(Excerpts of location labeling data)
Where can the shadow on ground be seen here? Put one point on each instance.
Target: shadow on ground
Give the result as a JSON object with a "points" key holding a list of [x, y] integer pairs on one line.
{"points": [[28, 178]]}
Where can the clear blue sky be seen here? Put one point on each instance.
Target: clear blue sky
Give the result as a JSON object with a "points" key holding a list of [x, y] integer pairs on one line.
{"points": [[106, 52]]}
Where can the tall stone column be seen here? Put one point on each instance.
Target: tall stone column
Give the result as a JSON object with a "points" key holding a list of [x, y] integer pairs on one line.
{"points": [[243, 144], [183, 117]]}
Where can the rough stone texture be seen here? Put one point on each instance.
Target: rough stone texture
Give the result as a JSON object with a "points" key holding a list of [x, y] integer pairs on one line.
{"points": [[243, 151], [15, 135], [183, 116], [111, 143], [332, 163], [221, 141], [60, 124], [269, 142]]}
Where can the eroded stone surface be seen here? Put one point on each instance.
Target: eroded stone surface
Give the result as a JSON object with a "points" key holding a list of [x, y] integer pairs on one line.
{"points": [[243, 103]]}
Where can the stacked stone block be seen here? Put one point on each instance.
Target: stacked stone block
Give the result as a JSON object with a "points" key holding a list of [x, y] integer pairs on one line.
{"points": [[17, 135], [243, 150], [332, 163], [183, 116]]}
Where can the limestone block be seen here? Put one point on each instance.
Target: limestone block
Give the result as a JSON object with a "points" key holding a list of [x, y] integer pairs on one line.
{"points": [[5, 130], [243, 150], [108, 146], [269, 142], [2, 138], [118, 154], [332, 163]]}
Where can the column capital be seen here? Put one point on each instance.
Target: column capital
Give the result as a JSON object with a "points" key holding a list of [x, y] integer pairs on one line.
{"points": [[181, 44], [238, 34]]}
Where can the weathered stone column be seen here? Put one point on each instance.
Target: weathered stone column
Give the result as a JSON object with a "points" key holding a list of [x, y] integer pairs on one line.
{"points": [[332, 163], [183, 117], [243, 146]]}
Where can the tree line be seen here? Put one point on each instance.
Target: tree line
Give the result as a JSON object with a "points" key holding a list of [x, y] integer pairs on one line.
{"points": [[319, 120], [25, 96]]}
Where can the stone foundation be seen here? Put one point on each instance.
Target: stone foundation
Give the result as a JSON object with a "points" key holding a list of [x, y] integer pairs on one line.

**Your objective**: Copy every row above word for word, changing nothing.

**Task output**:
Where can the shadow on ground be seen here? Put one point on each instance.
Target: shadow on ground
Give the result as a JSON object with a "points" key holding a list of [x, y] integer pairs on one line.
{"points": [[28, 178]]}
Where can the clear blue sky be seen here? Put one point on each instance.
Target: clear blue sky
Give the result as a JSON object with a "points" key holding a list of [x, y] integer pairs on one line.
{"points": [[106, 52]]}
Where can the tall stone column be seen here? Put one point on each instance.
Target: tall stone column
Give the result as a JSON object with a "points" key holding a list of [x, y] integer pairs on one line.
{"points": [[243, 144], [183, 117]]}
Where can the rough stone texture be seen here? Put one point on each instance.
Target: rough stone texture
Give the result as a JSON object with a "points" key holding a list of [x, y] integer pairs on one line.
{"points": [[243, 151], [15, 135], [183, 116], [111, 143], [332, 163], [221, 141], [60, 124], [269, 142]]}
Where can the eroded stone surface be seen here? Put one point on each instance.
Target: eroded stone surface
Give the result as a JSON object with a "points" key holding a list of [x, y] integer pairs on one line.
{"points": [[243, 103]]}
Where can the stacked stone block be seen here? Put one point on each instance.
Target: stacked stone block
Give the result as a JSON object with a "points" key holding a list of [x, y] integer pairs on one line.
{"points": [[17, 135], [243, 150], [332, 163], [183, 116]]}
Where can the limestone block be seen here? Put one point on each instance.
Target: limestone block
Give the result as a JSON object with a "points" key holding a list of [x, y] integer pairs on one line.
{"points": [[5, 130], [243, 150], [108, 146], [269, 142], [2, 138], [118, 154], [332, 163]]}
Where can the column capital be seen here? Put one point on each instance.
Target: column capital
Give the result as a JSON object with a "points" key holding a list of [x, y] integer pairs on one line.
{"points": [[181, 44], [238, 34]]}
Where can the weathered stone column be seen here? Put one point on each instance.
Target: weathered stone column
Give the result as a JSON object with a "points" key holding a list of [x, y] integer pairs on one line.
{"points": [[332, 163], [183, 117], [243, 146]]}
Where can the tree line be seen here? Put one point on each instance.
Target: tree line
Give the result as a JSON object with a "points" key holding a list of [x, y] integer pairs on one line.
{"points": [[319, 120], [25, 96]]}
Where can the stone foundation be seen here? Put one point on each instance.
Target: stone foundation
Give the result as a JSON object with a "points" key holding a list of [x, y] integer pairs on one line.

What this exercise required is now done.